**GOAL OF THE EXERCISE:** Copy out each line of the material below with no changes.

(Beginning of RECORDS FOR PROCESSING)

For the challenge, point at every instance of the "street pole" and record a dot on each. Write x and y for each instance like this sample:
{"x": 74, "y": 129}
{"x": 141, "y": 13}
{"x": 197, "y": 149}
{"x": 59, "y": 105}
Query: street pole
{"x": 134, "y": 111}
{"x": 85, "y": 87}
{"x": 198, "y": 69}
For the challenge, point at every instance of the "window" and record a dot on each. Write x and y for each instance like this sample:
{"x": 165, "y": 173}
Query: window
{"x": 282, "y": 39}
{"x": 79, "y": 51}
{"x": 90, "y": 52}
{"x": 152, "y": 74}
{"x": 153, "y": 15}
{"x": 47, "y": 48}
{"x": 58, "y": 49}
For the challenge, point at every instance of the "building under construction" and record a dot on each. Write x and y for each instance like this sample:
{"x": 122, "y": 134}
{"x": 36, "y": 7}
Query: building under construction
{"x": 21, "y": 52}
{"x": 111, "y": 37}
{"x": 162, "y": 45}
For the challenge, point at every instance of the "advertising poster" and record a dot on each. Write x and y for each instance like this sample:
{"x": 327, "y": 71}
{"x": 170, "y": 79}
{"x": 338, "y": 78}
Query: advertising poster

(End of RECORDS FOR PROCESSING)

**EXPECTED ANSWER:**
For the challenge, point at every instance of the "street pole" and record a dot on each. Write x and y for each instance like this sample:
{"x": 74, "y": 129}
{"x": 141, "y": 13}
{"x": 197, "y": 149}
{"x": 59, "y": 105}
Query: street pole
{"x": 134, "y": 111}
{"x": 85, "y": 87}
{"x": 198, "y": 69}
For the challenge, point at every instance of the "window" and record a dot on each. Write x and y for each instance like this sample:
{"x": 165, "y": 173}
Query: window
{"x": 282, "y": 39}
{"x": 79, "y": 51}
{"x": 90, "y": 52}
{"x": 152, "y": 74}
{"x": 153, "y": 15}
{"x": 47, "y": 48}
{"x": 58, "y": 49}
For the challenge, point at every instance of the "building under construction" and record a dot on each. Write x and y for each instance like this sample:
{"x": 122, "y": 134}
{"x": 36, "y": 7}
Query: building under construction
{"x": 21, "y": 52}
{"x": 111, "y": 37}
{"x": 162, "y": 45}
For the challenge, point at every instance of the "advertising poster" and record a dot on each. Write x and y for each instance like this sample:
{"x": 327, "y": 71}
{"x": 170, "y": 79}
{"x": 338, "y": 78}
Query: advertising poster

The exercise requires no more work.